### TASK DIRECTIONS
Would you return the records below character for character, without any images?

- - - - -

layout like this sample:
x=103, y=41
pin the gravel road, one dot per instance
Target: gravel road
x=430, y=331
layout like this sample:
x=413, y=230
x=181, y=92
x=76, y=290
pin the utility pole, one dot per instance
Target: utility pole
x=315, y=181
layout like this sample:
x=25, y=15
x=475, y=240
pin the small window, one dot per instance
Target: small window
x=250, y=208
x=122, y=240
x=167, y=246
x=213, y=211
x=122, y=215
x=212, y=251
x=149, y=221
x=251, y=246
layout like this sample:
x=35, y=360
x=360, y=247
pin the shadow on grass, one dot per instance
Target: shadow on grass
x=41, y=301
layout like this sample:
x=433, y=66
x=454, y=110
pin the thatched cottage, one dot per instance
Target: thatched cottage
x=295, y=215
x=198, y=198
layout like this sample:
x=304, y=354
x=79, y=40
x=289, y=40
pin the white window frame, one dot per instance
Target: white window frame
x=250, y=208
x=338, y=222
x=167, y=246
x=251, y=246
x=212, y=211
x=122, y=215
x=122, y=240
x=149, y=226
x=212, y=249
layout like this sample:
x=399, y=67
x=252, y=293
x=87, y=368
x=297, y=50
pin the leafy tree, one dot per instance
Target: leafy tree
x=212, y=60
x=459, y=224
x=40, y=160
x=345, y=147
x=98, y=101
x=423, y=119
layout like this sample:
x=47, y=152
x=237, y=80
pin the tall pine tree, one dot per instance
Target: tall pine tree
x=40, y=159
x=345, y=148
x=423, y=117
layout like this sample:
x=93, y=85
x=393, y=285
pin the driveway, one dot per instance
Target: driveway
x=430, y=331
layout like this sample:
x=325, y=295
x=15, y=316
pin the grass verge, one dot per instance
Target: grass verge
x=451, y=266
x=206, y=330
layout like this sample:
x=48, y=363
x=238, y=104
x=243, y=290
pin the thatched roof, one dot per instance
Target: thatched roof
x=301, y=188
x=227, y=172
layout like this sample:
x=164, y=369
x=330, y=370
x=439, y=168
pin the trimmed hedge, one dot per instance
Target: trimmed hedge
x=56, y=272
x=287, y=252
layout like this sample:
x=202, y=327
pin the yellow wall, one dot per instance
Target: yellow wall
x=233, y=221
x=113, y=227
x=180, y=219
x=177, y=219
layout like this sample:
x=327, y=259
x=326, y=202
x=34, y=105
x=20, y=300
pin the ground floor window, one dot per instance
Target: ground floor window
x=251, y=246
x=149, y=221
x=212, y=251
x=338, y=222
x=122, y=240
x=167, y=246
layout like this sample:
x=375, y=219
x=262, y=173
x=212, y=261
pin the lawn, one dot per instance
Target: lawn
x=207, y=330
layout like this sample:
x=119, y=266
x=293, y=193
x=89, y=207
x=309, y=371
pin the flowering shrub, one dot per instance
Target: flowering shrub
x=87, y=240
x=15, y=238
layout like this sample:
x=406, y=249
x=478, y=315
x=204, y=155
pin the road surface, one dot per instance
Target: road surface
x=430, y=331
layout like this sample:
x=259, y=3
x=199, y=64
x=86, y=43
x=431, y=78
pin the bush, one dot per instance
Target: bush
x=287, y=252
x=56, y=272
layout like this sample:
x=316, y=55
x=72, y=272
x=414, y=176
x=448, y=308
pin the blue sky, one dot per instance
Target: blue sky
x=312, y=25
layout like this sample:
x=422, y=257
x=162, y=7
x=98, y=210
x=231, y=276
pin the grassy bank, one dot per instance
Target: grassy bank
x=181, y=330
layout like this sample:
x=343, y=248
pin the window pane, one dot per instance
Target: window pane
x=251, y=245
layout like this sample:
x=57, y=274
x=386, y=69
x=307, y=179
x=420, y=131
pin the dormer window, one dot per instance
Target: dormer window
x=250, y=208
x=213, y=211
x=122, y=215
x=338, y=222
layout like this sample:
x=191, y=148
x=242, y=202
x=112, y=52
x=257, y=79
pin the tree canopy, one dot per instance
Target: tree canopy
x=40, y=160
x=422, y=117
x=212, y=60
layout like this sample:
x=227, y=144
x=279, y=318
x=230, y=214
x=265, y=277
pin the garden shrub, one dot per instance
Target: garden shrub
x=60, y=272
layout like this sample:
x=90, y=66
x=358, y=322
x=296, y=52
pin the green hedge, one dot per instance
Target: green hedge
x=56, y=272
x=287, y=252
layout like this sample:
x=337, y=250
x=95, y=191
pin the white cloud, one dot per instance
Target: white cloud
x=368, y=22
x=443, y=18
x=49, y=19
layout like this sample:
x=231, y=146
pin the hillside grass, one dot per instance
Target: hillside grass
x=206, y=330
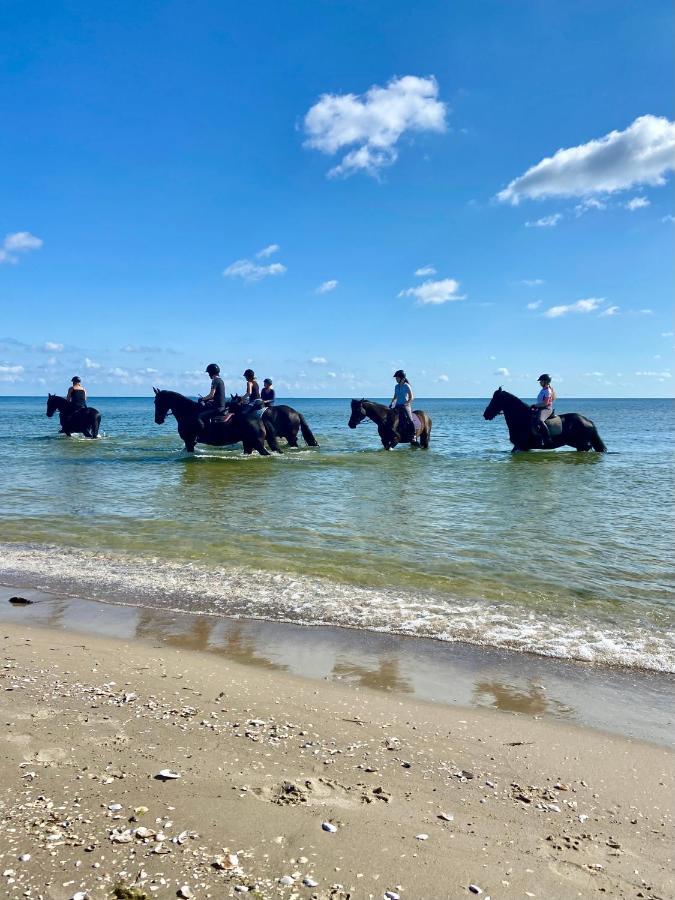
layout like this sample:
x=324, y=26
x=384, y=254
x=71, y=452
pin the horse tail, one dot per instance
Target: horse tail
x=307, y=435
x=596, y=442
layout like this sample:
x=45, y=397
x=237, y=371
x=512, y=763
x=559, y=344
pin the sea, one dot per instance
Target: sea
x=555, y=553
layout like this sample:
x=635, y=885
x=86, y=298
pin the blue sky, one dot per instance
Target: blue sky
x=330, y=190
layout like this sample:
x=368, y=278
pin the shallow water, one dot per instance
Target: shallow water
x=557, y=553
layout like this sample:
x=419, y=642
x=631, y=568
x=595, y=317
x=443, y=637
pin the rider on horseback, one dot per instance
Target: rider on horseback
x=403, y=397
x=542, y=409
x=214, y=402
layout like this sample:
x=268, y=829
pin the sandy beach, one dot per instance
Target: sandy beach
x=419, y=800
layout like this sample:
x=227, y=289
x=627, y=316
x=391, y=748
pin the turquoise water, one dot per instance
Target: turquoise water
x=557, y=553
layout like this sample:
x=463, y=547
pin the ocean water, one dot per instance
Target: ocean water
x=556, y=553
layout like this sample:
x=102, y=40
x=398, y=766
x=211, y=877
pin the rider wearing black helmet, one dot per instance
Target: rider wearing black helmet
x=542, y=409
x=403, y=397
x=214, y=402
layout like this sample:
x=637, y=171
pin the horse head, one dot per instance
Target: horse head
x=495, y=406
x=358, y=413
x=162, y=405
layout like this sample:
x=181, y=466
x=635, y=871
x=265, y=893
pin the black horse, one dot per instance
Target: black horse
x=74, y=419
x=392, y=424
x=217, y=432
x=285, y=421
x=571, y=429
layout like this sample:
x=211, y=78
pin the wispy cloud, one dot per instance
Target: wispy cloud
x=545, y=221
x=373, y=122
x=326, y=286
x=17, y=243
x=250, y=271
x=637, y=203
x=270, y=250
x=434, y=293
x=641, y=154
x=581, y=306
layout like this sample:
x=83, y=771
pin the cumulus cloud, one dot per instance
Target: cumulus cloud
x=641, y=154
x=10, y=373
x=435, y=293
x=581, y=306
x=327, y=286
x=373, y=122
x=17, y=243
x=545, y=221
x=637, y=203
x=270, y=250
x=250, y=271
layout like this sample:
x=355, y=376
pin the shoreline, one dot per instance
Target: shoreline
x=627, y=702
x=425, y=799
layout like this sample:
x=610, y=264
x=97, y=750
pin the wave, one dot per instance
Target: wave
x=244, y=592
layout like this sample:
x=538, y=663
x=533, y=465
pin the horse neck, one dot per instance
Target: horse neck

- - - - -

### ANSWER FOR THE TASK
layout like this sample:
x=103, y=41
pin the gravel road, one dot per instance
Target: gravel road
x=430, y=331
layout like this sample:
x=413, y=230
x=181, y=92
x=76, y=290
pin the utility pole, one dot per instance
Target: utility pole
x=315, y=181
layout like this sample:
x=25, y=15
x=475, y=240
pin the small window, one dot per instance
Target: small window
x=250, y=208
x=122, y=240
x=167, y=246
x=213, y=211
x=122, y=215
x=212, y=251
x=149, y=221
x=251, y=246
layout like this sample:
x=35, y=360
x=360, y=247
pin the shadow on grass, one dot per instance
Target: shadow on grass
x=41, y=301
layout like this sample:
x=433, y=66
x=454, y=110
pin the thatched cottage, one dot per instance
Target: thatched cottage
x=295, y=215
x=198, y=198
layout like this sample:
x=304, y=354
x=79, y=40
x=289, y=40
pin the white window frame, one dot per instance
Target: white window frame
x=250, y=208
x=338, y=222
x=167, y=246
x=251, y=246
x=212, y=211
x=122, y=215
x=122, y=240
x=149, y=226
x=212, y=249
layout like this sample:
x=399, y=67
x=252, y=293
x=87, y=368
x=297, y=50
pin the leafy tree, one dot per instance
Target: leafy tree
x=212, y=60
x=459, y=224
x=40, y=160
x=345, y=147
x=98, y=101
x=423, y=119
layout like this sample:
x=47, y=152
x=237, y=80
pin the tall pine tree, one dot per instance
Target: tall pine tree
x=40, y=159
x=345, y=148
x=423, y=117
layout like this sample:
x=93, y=85
x=393, y=285
pin the driveway, one dot per instance
Target: driveway
x=430, y=331
layout like this sample:
x=325, y=295
x=15, y=316
pin the grass verge, one dot per instance
Target: grass verge
x=451, y=266
x=206, y=330
layout like this sample:
x=48, y=363
x=238, y=104
x=243, y=290
pin the thatched roof, one dot per instance
Target: thatched roof
x=301, y=188
x=227, y=172
layout like this sample:
x=164, y=369
x=330, y=370
x=439, y=168
pin the trimmed hedge, one dot per instance
Target: trimmed hedge
x=56, y=272
x=287, y=252
layout like this sample:
x=202, y=327
pin the yellow wall, one dot per instance
Target: yellow wall
x=233, y=221
x=113, y=227
x=180, y=219
x=177, y=219
layout like this sample:
x=327, y=259
x=326, y=202
x=34, y=105
x=20, y=300
pin the ground floor window, one dot per instance
Target: ground floor window
x=251, y=246
x=149, y=221
x=212, y=251
x=338, y=222
x=122, y=240
x=167, y=246
layout like this sample:
x=375, y=219
x=262, y=173
x=212, y=261
pin the lawn, one dot per instance
Target: lawn
x=207, y=330
layout like this sample:
x=119, y=266
x=293, y=193
x=89, y=207
x=309, y=371
pin the flowering shrub, one dot per instance
Target: flowering shrub
x=87, y=240
x=15, y=238
layout like this sample:
x=406, y=249
x=478, y=315
x=204, y=155
pin the road surface, one dot per instance
Target: road surface
x=430, y=331
layout like this sample:
x=259, y=3
x=199, y=64
x=86, y=43
x=431, y=78
pin the bush, one dot per instance
Target: bush
x=287, y=252
x=56, y=272
layout like this sample:
x=316, y=55
x=72, y=272
x=414, y=176
x=448, y=308
pin the blue sky, one dot per instance
Target: blue sky
x=312, y=25
layout like this sample:
x=422, y=257
x=162, y=7
x=98, y=210
x=231, y=276
pin the grassy bank, one dot per instance
Target: grassy bank
x=181, y=330
layout like this sample:
x=343, y=248
pin the window pane, one dot per instance
Target: window pane
x=251, y=245
layout like this sample:
x=57, y=274
x=386, y=69
x=307, y=179
x=420, y=131
pin the dormer window, one dot per instance
Target: dormer window
x=250, y=208
x=213, y=211
x=122, y=215
x=338, y=222
layout like this sample:
x=191, y=148
x=242, y=202
x=112, y=52
x=257, y=79
pin the tree canopy, one dot per instance
Target: tree canopy
x=40, y=160
x=422, y=117
x=212, y=60
layout like this sample:
x=227, y=144
x=279, y=318
x=230, y=214
x=265, y=277
pin the garden shrub, one dot per instance
Target: garden shrub
x=60, y=272
layout like this sample:
x=90, y=66
x=358, y=322
x=296, y=52
pin the green hedge, one dot per instance
Target: green hedge
x=56, y=272
x=287, y=252
layout like this sample:
x=337, y=250
x=95, y=191
pin the white cloud, one dot per instance
Target: white cloud
x=368, y=22
x=443, y=18
x=49, y=19
layout like this sample:
x=231, y=146
pin the hillside grass, one dot per instance
Target: hillside grass
x=206, y=330
layout like this sample:
x=324, y=26
x=384, y=254
x=71, y=452
pin the horse tail, one dot per instance
Target: horse tail
x=307, y=435
x=596, y=442
layout like this sample:
x=45, y=397
x=237, y=371
x=512, y=763
x=559, y=344
pin the sea, one dot per instance
Target: sea
x=555, y=553
layout like this sample:
x=635, y=885
x=86, y=298
pin the blue sky, one dot per instance
Target: blue sky
x=330, y=190
layout like this sample:
x=368, y=278
pin the shallow water, one dot per instance
Target: shallow water
x=557, y=553
layout like this sample:
x=419, y=642
x=631, y=568
x=595, y=317
x=443, y=637
pin the rider on horseback, one dot per instance
Target: rider on horseback
x=403, y=397
x=542, y=409
x=214, y=402
layout like this sample:
x=268, y=829
pin the sandy beach, one dot per instance
Target: sandy beach
x=419, y=800
layout like this sample:
x=227, y=289
x=627, y=316
x=391, y=748
pin the turquoise water, one dot per instance
Target: turquoise water
x=557, y=553
layout like this sample:
x=463, y=547
pin the ocean water, one dot per instance
Target: ocean water
x=556, y=553
layout like this sample:
x=102, y=40
x=398, y=766
x=211, y=877
pin the rider wearing black helmet, one dot per instance
Target: rider wearing black helmet
x=542, y=409
x=403, y=397
x=214, y=402
layout like this sample:
x=637, y=171
pin the horse head, one dot per instance
Target: horse head
x=495, y=406
x=358, y=413
x=162, y=405
layout like this sample:
x=181, y=466
x=635, y=871
x=265, y=893
pin the black horse, one dot per instance
Target: black horse
x=74, y=419
x=392, y=424
x=217, y=432
x=285, y=421
x=571, y=429
layout like this sample:
x=211, y=78
pin the wispy cloud, one dot per instance
Target: wispy cloud
x=545, y=221
x=373, y=122
x=326, y=286
x=17, y=243
x=250, y=271
x=637, y=203
x=270, y=250
x=434, y=293
x=641, y=154
x=581, y=306
layout like this sample:
x=83, y=771
pin the cumulus cloud, one dot per instance
Target: cumulus cloud
x=641, y=154
x=10, y=373
x=435, y=293
x=581, y=306
x=327, y=286
x=373, y=122
x=17, y=243
x=545, y=221
x=637, y=203
x=270, y=250
x=250, y=271
layout like this sample:
x=355, y=376
pin the shoreline, one dot per instance
Target: shoreline
x=627, y=702
x=425, y=799
layout like this sample:
x=610, y=264
x=97, y=750
pin the wave, one dot per instance
Target: wave
x=244, y=592
layout like this sample:
x=538, y=663
x=533, y=465
pin the horse neck, one dot per instance
Target: horse neck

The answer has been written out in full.